BRANO RIPORTATO:
•••

Illustrazione di Silvia Marinelli

giovedì 13 ottobre 2011

Sentire, ascoltare /5

Milano. Gli eventi.


Il Devoto-Oli definisce l'evento «un fatto o un avvenimento che già si è verificato o che può verificarsi, di solito determinante nei confronti di una situazione oggettiva o soggettiva».
La definizione suggerisce qualcosa che accade e cambia lo stato delle cose. Tuttavia si avverte una forte discrasia tra il significato della parola e la sua proiezione nell'immaginario di chi ha esperienza della parola stessa. 
Tutto è evento. Facebook ha un etichetta specifica per gli eventi, Google registra 49.200.000 voci per la ricerca “evento Milano”, i Festival sono una estenuante concatenazione di eventi e via dicendo.
Nulla di male a usare una parola per un'altra. Mi chiedo però quando ci sarà un evento determinante nei confronti di una situazione oggettiva o soggettiva come verrà chiamato. Rivoluzione, termine già impoverito del suo significato? Oppure bisognerà oggettivarlo? Ad esempio chiamandolo “evento clamoroso”, espressione che per altro compare già nel dizionario dei sinonimi online di Homolaicus?

•••

CONSEGNA:
Riscrivi il brano sugli eventi cominciando da "Illustrazione di Silvia" e andando avanti fino a "della parola stessa.", mettendo "distanza" al posto di "discrasia".

•••

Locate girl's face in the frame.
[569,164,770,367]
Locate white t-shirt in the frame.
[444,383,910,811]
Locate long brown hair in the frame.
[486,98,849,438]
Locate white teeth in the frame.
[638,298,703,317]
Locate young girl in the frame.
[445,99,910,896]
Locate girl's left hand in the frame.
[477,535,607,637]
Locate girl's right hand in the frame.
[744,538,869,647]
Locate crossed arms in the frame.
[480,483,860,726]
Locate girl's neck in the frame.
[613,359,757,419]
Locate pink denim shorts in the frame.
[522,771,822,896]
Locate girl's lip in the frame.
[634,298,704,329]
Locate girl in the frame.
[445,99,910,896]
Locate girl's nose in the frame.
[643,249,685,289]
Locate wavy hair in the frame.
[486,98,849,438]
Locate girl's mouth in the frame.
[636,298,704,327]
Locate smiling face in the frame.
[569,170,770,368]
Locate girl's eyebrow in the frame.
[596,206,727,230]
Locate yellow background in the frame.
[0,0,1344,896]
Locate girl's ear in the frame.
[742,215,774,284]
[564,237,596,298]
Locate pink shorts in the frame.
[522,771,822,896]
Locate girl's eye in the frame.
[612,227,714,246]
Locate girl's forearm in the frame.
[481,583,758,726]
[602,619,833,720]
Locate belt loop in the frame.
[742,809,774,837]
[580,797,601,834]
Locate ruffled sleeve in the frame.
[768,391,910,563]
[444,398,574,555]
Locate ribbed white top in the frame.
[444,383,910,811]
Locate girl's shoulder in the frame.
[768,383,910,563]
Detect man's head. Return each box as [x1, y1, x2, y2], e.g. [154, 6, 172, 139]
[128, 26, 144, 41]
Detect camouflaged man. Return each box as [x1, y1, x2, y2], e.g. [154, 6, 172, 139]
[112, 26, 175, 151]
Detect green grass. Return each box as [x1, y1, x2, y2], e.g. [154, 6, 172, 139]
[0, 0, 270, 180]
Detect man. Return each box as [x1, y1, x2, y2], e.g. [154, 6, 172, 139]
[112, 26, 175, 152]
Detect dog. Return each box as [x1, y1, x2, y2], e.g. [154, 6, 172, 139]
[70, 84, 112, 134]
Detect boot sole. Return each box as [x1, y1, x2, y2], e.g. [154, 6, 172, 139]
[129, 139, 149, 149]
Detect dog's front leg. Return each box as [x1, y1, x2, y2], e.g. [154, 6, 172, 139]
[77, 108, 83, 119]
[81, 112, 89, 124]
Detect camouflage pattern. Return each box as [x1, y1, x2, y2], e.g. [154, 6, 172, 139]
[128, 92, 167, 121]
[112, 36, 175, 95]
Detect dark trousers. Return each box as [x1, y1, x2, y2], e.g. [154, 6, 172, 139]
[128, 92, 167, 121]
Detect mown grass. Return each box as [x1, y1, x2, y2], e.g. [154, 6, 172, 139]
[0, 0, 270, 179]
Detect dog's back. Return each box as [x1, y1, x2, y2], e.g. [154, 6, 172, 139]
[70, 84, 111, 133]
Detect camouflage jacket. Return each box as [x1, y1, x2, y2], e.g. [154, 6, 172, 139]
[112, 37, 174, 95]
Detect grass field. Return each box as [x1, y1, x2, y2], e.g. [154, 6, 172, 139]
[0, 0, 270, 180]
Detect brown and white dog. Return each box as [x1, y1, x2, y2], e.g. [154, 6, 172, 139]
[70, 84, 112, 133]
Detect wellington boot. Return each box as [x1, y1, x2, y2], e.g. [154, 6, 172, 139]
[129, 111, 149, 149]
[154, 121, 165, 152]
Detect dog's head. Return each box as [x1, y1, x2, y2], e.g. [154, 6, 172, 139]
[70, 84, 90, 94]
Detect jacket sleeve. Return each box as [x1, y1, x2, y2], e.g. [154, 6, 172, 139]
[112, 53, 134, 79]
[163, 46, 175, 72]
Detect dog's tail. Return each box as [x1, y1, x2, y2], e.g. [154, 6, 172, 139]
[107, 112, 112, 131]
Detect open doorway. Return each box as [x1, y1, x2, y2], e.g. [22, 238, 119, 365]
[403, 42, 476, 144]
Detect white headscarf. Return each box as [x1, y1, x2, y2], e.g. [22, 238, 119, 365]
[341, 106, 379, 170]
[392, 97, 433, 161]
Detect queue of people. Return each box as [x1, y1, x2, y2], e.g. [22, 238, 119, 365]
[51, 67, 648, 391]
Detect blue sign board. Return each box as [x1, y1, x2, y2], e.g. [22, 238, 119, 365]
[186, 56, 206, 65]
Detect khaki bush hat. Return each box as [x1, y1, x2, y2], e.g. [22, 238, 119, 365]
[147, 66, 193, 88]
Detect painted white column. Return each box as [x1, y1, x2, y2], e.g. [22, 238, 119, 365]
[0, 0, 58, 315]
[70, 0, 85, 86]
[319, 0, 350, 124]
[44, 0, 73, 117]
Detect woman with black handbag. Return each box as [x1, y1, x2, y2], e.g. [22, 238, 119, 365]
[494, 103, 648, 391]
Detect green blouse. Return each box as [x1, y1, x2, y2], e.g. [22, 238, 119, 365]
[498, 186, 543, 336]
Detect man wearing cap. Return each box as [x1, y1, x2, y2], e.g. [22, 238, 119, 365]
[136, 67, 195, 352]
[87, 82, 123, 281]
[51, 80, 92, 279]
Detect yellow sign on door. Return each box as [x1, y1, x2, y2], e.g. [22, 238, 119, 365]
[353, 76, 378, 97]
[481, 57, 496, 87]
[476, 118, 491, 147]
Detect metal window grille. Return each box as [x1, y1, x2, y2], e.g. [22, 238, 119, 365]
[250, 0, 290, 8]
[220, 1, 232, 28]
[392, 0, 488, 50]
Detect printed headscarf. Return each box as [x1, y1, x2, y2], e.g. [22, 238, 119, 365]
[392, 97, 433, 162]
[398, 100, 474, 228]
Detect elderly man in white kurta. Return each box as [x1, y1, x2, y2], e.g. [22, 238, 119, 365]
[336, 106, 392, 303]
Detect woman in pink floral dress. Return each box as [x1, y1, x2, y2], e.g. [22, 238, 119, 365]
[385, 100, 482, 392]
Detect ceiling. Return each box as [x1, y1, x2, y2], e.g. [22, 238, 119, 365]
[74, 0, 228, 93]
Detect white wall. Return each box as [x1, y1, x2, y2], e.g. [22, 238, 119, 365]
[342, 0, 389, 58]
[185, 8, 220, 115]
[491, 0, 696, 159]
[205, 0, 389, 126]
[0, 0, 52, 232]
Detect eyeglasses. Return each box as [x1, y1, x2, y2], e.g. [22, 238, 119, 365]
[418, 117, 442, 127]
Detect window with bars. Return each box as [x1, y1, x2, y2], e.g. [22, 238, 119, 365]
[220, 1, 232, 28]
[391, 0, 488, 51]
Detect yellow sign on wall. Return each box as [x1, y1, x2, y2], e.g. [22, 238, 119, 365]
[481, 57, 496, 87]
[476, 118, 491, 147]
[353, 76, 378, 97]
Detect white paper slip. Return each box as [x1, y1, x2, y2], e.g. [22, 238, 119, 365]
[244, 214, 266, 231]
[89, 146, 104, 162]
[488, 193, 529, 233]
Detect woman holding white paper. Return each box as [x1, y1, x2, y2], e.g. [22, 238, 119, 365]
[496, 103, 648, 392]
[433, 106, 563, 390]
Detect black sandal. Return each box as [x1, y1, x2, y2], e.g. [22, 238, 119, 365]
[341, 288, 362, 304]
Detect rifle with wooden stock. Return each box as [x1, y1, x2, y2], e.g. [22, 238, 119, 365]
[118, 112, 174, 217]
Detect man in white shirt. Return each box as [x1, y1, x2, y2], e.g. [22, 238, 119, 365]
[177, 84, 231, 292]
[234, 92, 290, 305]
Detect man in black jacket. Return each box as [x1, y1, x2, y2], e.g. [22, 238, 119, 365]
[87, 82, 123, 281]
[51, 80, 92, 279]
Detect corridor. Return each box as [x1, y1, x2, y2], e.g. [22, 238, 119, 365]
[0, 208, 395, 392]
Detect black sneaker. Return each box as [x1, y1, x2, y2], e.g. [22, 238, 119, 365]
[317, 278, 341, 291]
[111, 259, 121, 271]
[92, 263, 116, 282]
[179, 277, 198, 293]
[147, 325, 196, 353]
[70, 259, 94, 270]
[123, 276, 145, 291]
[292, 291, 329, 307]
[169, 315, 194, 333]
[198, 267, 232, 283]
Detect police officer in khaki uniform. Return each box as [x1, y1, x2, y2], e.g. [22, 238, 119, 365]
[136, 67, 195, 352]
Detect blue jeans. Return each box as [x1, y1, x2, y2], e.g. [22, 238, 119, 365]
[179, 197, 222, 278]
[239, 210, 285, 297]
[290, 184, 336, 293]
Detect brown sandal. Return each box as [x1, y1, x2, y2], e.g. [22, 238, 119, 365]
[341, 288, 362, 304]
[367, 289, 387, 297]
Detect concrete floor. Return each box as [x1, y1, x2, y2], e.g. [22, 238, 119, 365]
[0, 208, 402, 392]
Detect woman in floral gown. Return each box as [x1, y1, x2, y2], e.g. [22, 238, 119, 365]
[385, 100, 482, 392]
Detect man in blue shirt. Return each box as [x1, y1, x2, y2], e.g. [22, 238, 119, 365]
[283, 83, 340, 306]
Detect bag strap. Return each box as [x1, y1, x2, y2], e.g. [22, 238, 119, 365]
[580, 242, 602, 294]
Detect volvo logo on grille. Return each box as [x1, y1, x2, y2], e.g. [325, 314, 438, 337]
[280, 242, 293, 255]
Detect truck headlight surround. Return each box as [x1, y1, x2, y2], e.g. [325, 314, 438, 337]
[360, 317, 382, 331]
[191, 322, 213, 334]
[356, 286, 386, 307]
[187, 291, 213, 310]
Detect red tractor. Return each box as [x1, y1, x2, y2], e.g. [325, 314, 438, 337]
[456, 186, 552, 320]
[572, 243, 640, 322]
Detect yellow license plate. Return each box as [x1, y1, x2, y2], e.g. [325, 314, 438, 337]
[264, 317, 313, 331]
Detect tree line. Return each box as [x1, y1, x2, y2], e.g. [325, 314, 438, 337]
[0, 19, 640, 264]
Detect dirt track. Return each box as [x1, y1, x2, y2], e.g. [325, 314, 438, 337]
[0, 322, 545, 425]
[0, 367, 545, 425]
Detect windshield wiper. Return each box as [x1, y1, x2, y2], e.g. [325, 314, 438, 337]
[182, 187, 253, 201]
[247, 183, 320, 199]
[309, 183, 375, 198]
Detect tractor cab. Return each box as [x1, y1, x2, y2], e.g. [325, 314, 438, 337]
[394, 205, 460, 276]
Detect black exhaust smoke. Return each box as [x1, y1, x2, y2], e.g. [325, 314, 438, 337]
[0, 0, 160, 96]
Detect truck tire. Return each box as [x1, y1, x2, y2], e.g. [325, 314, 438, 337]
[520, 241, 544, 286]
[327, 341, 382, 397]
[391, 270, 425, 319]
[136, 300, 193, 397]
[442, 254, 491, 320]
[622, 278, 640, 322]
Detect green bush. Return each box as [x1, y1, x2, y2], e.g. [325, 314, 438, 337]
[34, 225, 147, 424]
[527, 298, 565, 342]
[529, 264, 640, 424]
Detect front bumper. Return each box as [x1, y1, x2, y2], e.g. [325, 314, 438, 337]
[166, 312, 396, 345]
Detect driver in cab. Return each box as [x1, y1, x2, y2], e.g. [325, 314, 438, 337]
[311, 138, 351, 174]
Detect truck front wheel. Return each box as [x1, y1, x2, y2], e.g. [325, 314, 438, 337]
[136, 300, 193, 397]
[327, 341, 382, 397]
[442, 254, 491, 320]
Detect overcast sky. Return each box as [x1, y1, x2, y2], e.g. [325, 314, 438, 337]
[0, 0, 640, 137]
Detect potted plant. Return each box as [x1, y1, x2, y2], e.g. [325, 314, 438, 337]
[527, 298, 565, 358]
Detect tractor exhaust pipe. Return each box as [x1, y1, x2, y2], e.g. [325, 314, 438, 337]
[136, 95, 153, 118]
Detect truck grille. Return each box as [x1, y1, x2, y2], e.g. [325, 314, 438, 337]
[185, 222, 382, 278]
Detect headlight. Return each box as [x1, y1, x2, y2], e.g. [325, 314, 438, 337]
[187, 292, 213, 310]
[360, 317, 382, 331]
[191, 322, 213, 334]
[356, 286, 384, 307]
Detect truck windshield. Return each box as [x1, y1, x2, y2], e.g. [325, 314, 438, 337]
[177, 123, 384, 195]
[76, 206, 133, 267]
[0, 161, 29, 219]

•••

RISULTATO CORRETTO:
Illustrazione di Silvia Marinelli

giovedì 13 ottobre 2011

Sentire, ascoltare /5

Milano. Gli eventi.


Il Devoto-Oli definisce l'evento «un fatto o un avvenimento che già si è verificato o che può verificarsi, di solito determinante nei confronti di una situazione oggettiva o soggettiva».
La definizione suggerisce qualcosa che accade e cambia lo stato delle cose. Tuttavia si avverte una forte distanza tra il significato della parola e la sua proiezione nell'immaginario di chi ha esperienza della parola stessa.